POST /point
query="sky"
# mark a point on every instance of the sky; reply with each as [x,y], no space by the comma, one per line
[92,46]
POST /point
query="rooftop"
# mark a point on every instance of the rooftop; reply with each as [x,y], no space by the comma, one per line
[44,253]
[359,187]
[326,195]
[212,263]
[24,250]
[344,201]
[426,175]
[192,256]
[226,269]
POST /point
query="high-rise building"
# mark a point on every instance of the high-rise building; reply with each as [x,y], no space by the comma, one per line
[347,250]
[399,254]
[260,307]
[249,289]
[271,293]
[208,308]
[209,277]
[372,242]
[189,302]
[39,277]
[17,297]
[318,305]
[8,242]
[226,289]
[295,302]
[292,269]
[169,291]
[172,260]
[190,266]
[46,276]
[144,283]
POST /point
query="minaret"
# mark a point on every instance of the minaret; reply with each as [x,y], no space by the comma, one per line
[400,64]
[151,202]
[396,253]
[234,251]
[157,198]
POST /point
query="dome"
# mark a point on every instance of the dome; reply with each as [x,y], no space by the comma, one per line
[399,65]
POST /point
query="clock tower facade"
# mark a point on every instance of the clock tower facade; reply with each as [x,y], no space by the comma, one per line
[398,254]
------
> **WHAT YOU NEED TO DO**: Every record above should be output exactly.

> **TASK RESULT**:
POST /point
query="sky"
# mark a point on every instance of the sky; reply with each as [x,y], no space by the comma, one per line
[92,46]
POST /point
query="rooftop"
# mark a point on every instance of the rooftop; reply with each as [x,y], no space by the comma, one per line
[44,253]
[359,187]
[326,195]
[212,263]
[24,250]
[344,201]
[426,175]
[192,256]
[226,269]
POST /point
query="high-rise building"
# mark a point on every instance of the high-rise building; reply with each as [x,y], no space by the comma, one per line
[347,250]
[399,254]
[260,307]
[249,289]
[271,293]
[208,308]
[209,277]
[372,242]
[189,302]
[39,277]
[17,297]
[318,305]
[8,242]
[226,289]
[295,302]
[292,269]
[169,291]
[172,260]
[190,266]
[46,276]
[144,283]
POST /point
query="minaret"
# mark a point on every instance of the minaret; reply with each as [x,y], no space by the comma, one per line
[400,64]
[151,202]
[396,253]
[234,251]
[157,198]
POST /point
query="dome"
# mark a point on every instance of the dome; reply with each as [x,y], no space by the comma, one per line
[399,65]
POST /point
query="clock tower facade"
# mark a point on every instance of the clock tower facade; reply with each as [x,y], no space by the comma, one per line
[398,254]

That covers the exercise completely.